Assignment: The lines wanted are those in the data below that include "bridge".
------
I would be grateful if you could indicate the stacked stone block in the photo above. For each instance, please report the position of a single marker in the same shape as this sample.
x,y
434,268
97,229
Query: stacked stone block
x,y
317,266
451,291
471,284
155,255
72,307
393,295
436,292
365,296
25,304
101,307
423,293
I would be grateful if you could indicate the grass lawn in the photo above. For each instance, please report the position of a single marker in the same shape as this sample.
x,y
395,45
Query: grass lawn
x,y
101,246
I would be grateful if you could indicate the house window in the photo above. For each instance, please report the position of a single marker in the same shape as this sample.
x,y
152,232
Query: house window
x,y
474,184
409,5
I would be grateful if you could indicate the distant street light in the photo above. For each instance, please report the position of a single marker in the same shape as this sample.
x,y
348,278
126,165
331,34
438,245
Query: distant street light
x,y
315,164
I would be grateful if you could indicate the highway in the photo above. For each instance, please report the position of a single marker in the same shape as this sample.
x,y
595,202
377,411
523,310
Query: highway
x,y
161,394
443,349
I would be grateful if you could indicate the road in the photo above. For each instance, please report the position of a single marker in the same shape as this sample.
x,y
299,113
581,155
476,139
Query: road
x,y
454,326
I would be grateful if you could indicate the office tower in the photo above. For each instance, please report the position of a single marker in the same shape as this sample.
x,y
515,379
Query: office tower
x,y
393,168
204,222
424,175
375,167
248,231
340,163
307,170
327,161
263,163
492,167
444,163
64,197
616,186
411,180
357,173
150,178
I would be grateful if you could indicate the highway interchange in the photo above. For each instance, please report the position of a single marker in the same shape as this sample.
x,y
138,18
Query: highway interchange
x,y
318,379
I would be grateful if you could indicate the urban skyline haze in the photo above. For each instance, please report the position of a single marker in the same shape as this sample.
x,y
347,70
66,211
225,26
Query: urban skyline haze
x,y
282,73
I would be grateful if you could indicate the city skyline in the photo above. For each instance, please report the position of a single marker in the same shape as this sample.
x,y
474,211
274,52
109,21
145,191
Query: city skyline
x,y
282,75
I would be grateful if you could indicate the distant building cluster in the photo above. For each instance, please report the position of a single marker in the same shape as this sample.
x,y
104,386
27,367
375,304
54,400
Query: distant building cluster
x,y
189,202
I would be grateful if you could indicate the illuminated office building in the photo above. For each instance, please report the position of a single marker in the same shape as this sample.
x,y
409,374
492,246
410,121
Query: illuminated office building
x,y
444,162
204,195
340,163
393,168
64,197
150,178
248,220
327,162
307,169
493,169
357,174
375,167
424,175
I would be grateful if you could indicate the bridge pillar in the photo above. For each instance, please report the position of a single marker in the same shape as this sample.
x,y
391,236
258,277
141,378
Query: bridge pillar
------
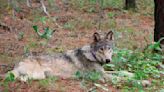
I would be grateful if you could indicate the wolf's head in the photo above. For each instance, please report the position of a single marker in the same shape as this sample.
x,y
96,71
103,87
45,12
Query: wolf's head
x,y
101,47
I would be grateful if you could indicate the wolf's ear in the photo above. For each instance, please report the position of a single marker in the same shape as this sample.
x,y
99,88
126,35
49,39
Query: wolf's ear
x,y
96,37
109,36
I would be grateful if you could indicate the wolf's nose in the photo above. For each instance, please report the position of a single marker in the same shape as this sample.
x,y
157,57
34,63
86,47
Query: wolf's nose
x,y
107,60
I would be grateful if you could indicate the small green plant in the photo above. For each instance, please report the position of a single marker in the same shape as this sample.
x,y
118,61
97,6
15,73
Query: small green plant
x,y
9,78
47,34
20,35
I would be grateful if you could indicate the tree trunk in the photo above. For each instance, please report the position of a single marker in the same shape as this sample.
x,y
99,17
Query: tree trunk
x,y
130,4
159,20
------
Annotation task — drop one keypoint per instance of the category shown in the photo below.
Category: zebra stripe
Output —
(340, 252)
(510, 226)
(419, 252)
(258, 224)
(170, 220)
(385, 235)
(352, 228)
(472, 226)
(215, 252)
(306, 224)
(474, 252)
------
Exercise output:
I would be grateful if you could indicate the bridge pillar in the photo above. For each instance, please report the position of a single marker in the same shape as this sample.
Query: bridge pillar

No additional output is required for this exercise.